» Records shown:
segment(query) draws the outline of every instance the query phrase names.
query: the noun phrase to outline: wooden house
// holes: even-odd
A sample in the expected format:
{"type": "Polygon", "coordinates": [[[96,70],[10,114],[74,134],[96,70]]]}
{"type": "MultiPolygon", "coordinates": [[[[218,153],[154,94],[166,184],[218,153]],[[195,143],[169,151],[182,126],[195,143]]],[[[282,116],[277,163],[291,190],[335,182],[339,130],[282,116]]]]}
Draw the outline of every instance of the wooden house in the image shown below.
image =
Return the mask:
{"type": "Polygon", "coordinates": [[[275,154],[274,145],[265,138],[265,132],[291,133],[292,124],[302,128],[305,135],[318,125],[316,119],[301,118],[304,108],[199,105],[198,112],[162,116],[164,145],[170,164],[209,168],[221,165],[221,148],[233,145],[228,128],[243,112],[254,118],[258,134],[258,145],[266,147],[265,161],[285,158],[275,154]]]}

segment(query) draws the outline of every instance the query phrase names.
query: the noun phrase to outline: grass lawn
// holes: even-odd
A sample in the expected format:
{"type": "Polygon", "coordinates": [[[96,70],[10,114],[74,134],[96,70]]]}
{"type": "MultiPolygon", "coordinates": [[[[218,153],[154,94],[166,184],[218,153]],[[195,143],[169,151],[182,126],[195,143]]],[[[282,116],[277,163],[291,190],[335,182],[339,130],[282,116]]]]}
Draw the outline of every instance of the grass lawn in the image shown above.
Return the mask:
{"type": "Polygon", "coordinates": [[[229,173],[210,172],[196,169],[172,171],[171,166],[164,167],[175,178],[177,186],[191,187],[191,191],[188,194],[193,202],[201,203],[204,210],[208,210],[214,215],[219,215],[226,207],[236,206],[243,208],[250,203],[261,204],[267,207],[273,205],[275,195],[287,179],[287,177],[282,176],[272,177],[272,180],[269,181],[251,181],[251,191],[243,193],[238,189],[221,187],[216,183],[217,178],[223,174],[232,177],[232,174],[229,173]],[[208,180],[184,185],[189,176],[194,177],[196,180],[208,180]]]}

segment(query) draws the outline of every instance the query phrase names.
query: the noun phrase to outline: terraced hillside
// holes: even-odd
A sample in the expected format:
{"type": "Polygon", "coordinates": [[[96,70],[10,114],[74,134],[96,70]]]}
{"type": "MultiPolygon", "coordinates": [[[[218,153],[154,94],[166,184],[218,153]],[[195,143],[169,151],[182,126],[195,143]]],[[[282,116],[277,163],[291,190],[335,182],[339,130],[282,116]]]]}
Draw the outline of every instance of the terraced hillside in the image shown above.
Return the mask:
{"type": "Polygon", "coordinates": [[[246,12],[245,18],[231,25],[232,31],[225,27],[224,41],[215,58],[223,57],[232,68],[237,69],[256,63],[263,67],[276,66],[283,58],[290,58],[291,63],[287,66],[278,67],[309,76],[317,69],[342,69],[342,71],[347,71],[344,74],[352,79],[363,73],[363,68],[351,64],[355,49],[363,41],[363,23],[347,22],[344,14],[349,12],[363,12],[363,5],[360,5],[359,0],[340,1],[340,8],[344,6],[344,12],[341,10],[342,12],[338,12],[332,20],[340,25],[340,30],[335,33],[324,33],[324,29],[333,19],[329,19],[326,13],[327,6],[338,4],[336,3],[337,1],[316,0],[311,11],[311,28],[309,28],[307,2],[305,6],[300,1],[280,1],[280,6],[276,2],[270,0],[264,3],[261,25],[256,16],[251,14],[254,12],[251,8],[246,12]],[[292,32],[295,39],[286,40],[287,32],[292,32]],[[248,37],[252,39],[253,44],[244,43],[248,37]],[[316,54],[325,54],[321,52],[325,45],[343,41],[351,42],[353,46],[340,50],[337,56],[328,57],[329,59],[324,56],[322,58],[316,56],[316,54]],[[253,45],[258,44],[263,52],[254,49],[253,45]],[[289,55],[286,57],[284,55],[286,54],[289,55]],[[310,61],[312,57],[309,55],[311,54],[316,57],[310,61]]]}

» To be done:
Which lines in the rows above contain the string "image"? Copy every such line, matching case exactly.

» Final result:
Draw the outline of every instance of the wooden house in the image shown below.
image =
Draw the outline of every instance of the grass lawn in the image shown above.
Draw the outline of every instance of the terraced hillside in the image shown above.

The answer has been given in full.